» **Given exercise**: Lay out the data below as a Markdown table with the columns Row and Data Line. Include everything from the line containing "it for grass" down to the line containing "[189,238,584,425]", and leave out blank lines.

[Annotated coordinate data]
════════

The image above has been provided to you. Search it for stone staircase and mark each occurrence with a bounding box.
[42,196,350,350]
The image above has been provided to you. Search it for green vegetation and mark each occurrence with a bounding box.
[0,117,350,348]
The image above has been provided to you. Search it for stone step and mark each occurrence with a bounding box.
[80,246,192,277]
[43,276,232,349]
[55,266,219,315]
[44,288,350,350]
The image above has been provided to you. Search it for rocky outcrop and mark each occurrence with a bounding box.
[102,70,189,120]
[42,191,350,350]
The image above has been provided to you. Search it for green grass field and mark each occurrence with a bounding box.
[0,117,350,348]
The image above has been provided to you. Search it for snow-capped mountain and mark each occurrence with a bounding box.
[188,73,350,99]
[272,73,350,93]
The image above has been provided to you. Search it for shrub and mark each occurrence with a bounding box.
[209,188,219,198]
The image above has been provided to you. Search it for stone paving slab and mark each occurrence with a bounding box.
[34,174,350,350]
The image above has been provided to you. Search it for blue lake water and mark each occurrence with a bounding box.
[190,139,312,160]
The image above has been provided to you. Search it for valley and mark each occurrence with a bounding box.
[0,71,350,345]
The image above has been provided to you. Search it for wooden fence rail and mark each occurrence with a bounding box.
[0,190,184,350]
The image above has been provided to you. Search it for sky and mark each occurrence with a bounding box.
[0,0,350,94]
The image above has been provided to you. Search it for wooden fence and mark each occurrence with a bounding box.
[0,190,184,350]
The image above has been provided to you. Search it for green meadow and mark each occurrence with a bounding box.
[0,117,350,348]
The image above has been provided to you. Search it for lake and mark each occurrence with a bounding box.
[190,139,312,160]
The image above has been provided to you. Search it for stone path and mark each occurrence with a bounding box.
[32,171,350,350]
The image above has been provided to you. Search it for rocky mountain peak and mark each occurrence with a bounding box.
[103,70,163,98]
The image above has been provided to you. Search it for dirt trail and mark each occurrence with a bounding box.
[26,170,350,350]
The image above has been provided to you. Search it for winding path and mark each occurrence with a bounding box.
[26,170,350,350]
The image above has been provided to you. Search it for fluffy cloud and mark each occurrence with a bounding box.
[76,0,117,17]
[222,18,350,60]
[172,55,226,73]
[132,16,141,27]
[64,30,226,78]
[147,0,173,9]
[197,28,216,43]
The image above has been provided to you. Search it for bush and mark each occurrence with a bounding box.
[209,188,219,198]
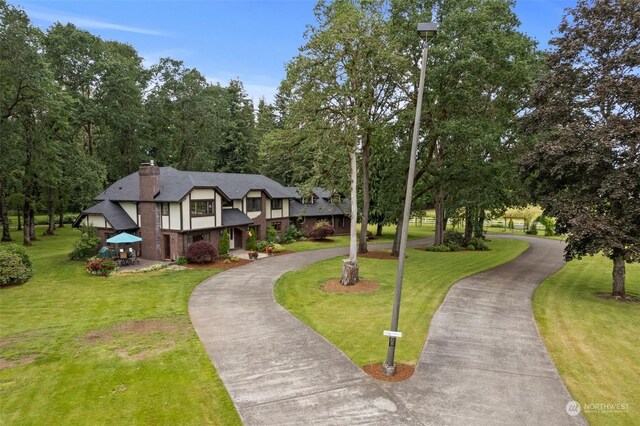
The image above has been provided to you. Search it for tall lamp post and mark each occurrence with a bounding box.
[382,22,438,376]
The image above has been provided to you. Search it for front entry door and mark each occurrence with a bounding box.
[163,235,171,259]
[227,228,236,250]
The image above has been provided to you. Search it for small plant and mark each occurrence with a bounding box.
[187,241,218,263]
[247,229,256,251]
[0,244,33,286]
[267,226,278,244]
[218,229,230,256]
[309,221,335,240]
[280,225,305,244]
[256,241,270,251]
[86,257,118,277]
[525,220,538,235]
[427,244,451,253]
[442,229,466,251]
[69,225,101,260]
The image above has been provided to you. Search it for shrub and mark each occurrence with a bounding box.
[309,222,335,240]
[280,225,305,244]
[218,229,230,256]
[427,244,451,252]
[267,226,278,243]
[247,229,256,251]
[86,256,118,277]
[467,238,489,250]
[69,225,101,260]
[525,220,538,235]
[0,244,33,286]
[442,229,466,248]
[187,241,218,263]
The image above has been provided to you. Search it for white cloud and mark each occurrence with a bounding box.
[207,73,278,103]
[28,10,167,36]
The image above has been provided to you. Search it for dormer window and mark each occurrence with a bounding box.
[247,197,262,212]
[191,200,216,216]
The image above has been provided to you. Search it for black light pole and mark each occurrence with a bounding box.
[382,22,438,376]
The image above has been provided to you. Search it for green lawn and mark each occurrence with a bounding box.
[533,256,640,425]
[284,223,434,251]
[0,227,240,425]
[274,239,528,366]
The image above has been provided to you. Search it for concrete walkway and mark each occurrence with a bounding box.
[189,239,584,425]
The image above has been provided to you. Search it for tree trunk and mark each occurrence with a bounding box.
[358,134,371,254]
[464,206,474,243]
[29,208,37,241]
[44,188,56,235]
[22,201,31,246]
[0,180,12,241]
[611,250,626,297]
[391,215,403,257]
[433,187,447,246]
[473,209,485,239]
[58,203,64,228]
[340,259,360,285]
[340,145,358,285]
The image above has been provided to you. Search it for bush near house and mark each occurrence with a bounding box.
[0,244,33,286]
[218,229,230,256]
[309,222,335,240]
[187,241,218,263]
[69,225,101,260]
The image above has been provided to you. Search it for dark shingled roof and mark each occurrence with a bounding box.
[96,167,291,202]
[289,198,351,217]
[222,209,253,226]
[76,200,138,231]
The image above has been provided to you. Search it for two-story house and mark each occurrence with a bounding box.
[74,163,292,259]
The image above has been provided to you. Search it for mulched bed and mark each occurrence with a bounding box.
[358,251,398,260]
[322,280,380,293]
[595,292,640,303]
[185,259,251,269]
[362,364,416,382]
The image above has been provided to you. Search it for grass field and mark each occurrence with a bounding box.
[274,239,527,366]
[533,256,640,425]
[0,227,240,425]
[285,224,434,251]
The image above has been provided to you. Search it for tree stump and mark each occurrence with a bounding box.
[340,259,360,285]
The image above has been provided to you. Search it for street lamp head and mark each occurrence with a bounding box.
[418,22,438,41]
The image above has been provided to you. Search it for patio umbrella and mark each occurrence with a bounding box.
[107,232,142,244]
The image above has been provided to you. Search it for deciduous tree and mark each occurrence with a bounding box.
[522,0,640,297]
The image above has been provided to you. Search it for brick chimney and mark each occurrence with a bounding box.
[138,161,162,259]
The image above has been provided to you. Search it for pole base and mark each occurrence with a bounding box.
[382,362,396,376]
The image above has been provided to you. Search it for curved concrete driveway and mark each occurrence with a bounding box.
[189,238,584,425]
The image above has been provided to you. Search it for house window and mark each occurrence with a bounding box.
[187,232,210,246]
[247,197,262,212]
[191,200,216,216]
[271,198,282,210]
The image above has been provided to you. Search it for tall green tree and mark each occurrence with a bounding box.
[424,0,538,244]
[522,0,640,297]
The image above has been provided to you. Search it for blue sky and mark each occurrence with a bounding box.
[8,0,576,101]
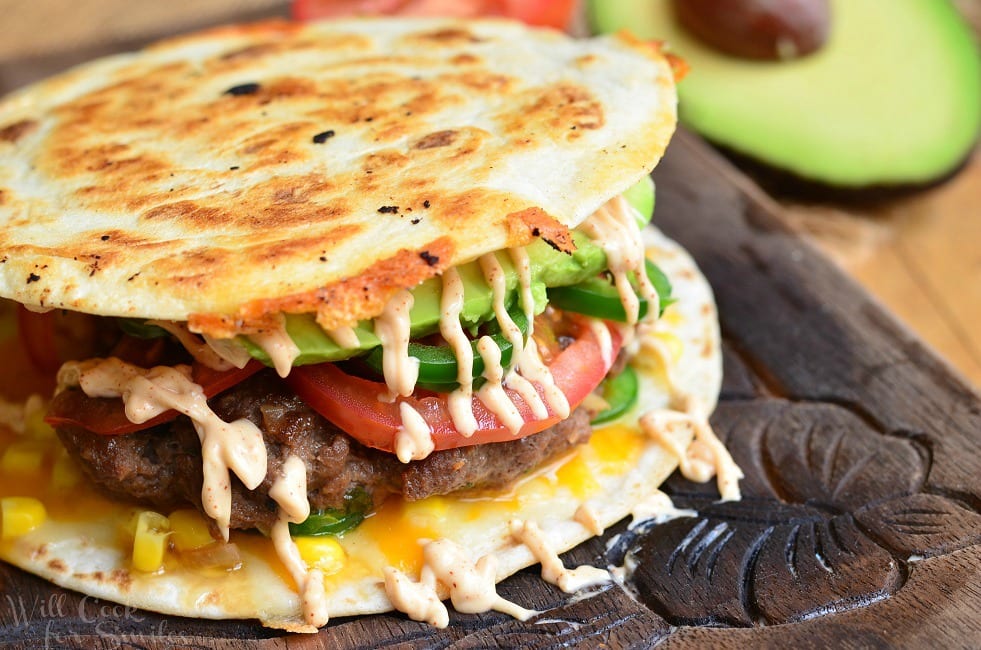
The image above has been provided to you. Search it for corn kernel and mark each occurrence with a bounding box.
[0,497,48,539]
[0,440,45,475]
[133,510,170,573]
[51,452,82,490]
[169,509,215,551]
[405,496,450,526]
[293,536,347,576]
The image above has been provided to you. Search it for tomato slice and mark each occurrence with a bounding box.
[286,315,622,453]
[291,0,575,29]
[17,305,62,372]
[44,360,265,436]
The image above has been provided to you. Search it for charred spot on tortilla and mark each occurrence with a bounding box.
[225,82,260,97]
[0,120,38,144]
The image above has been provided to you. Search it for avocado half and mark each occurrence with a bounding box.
[588,0,981,188]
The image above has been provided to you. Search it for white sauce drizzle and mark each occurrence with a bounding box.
[510,519,612,588]
[395,402,436,463]
[477,336,525,435]
[147,320,235,370]
[504,366,548,420]
[269,456,330,628]
[640,336,743,501]
[58,358,266,541]
[375,289,419,402]
[249,314,300,377]
[383,567,450,628]
[517,339,570,419]
[589,318,613,368]
[508,248,535,338]
[439,268,477,438]
[581,195,660,325]
[385,539,538,627]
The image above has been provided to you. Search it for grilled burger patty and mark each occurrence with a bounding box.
[55,369,592,530]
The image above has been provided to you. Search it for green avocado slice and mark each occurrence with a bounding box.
[589,0,981,188]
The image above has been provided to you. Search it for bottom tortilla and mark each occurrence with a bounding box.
[0,228,722,630]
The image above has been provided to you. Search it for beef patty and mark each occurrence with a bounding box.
[52,370,591,530]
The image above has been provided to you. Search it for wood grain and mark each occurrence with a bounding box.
[0,133,981,649]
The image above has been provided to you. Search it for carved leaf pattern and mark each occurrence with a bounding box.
[610,400,981,626]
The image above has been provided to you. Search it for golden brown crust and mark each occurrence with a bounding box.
[0,20,675,334]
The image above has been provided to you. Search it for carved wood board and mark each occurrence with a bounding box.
[0,124,981,650]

════════

» **Right answer**:
| Row | Data Line |
|---|---|
| 1 | The image above has been provided to you. Search it for grass field and mark each occurrence with a bounding box. |
| 2 | [274,239,527,366] |
| 3 | [533,256,640,425] |
| 4 | [0,227,240,425] |
| 5 | [285,224,434,251] |
| 6 | The image above has been provided to you. Search it for tree stump and mark each occurrence with a bounding box. |
| 7 | [340,259,360,285] |
| 8 | The image above has been provided to you. Search it for street lamp head and mark each occurrence with a bounding box. |
| 9 | [418,22,438,41] |
| 10 | The image above has been provided to you. Search it for patio umbrella and mark each occurrence with a bounding box. |
| 11 | [107,232,142,244] |
| 12 | The image above has been provided to you. Search it for deciduous tree and mark each occurrence with a bounding box. |
| 13 | [522,0,640,297] |
| 14 | The image above has been provided to you. Search it for brick chimney and mark each occurrence with a bounding box. |
| 15 | [138,161,162,259] |
| 16 | The image above has been provided to you. Search it for pole base and mark each occurrence with a bounding box. |
| 17 | [382,362,396,376] |
| 18 | The image above has been provided to you. Search it for curved concrete driveway and mark each occurrence with a bounding box. |
| 19 | [189,238,584,425] |